**Problem requirements**:
Where the records below show the word "deck" in a line, please copy that line.

====== Exercise materials

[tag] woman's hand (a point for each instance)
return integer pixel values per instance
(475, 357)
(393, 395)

============
====== Exercise materials

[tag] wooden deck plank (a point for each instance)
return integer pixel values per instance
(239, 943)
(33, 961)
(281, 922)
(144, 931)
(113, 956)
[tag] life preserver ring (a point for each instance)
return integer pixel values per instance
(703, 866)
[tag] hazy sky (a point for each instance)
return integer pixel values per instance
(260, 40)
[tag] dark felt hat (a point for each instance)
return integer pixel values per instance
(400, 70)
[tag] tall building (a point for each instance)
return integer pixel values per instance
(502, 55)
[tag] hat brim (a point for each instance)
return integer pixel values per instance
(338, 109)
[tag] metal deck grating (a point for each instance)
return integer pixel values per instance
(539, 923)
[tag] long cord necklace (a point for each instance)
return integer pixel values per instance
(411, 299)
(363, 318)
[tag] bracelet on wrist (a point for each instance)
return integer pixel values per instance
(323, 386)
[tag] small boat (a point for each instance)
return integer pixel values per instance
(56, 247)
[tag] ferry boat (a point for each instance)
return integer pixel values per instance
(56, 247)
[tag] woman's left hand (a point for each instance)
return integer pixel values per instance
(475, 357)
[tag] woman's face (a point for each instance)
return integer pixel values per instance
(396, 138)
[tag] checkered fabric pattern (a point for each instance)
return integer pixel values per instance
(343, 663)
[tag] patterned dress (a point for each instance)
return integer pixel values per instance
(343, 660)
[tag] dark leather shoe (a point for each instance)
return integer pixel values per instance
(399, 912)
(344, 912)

============

**Written response**:
[tag] wooden deck plank (a point for each instance)
[tag] metal deck grating (a point for each instance)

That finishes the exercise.